── Page ──

The show’s music consultant is Timbaland, whose distinctive, sample-driven production style helped to shape the sound of artists including Missy Elliott, Aaliyah, Justin Timberlake and Jay Z. It is puzzling, then, that Empire’s many original songs – available to download as a stand-alone soundtrack – are so anaemic. Maybe Timbaland, whose heyday was 15 years ago, is simply out of touch, but I doubt it. It isn’t that the songs sound dated so much as they sound unreal and out of time altogether, like school musical approximations of the styles they are supposed to inhabit. When a track by actual hip-hop royalty (Kanye, Drake) appears on the soundtrack, it only shows up the difference even more. Obvious lip-syncing doesn’t help, either, turning Empire’s many “live” performance sequences into stiff music videos.

───
── Record list ──

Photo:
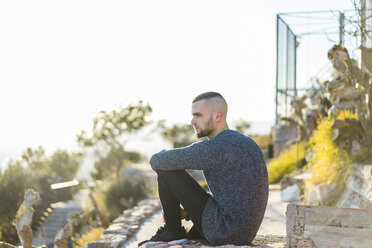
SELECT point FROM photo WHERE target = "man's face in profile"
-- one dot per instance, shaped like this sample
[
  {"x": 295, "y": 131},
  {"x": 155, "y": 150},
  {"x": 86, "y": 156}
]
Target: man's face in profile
[{"x": 202, "y": 119}]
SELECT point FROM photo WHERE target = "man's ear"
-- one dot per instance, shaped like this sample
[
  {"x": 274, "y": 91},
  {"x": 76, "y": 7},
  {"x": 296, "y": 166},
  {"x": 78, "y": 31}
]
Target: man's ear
[{"x": 219, "y": 116}]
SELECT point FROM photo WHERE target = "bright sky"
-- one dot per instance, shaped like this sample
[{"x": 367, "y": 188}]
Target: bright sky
[{"x": 61, "y": 62}]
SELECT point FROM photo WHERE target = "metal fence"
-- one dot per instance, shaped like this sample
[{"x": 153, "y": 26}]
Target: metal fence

───

What is needed = Please name the music consultant for the show, according to the passage about Empire's music. These rows have nothing to do with the passage about Empire's music.

Task output = Timbaland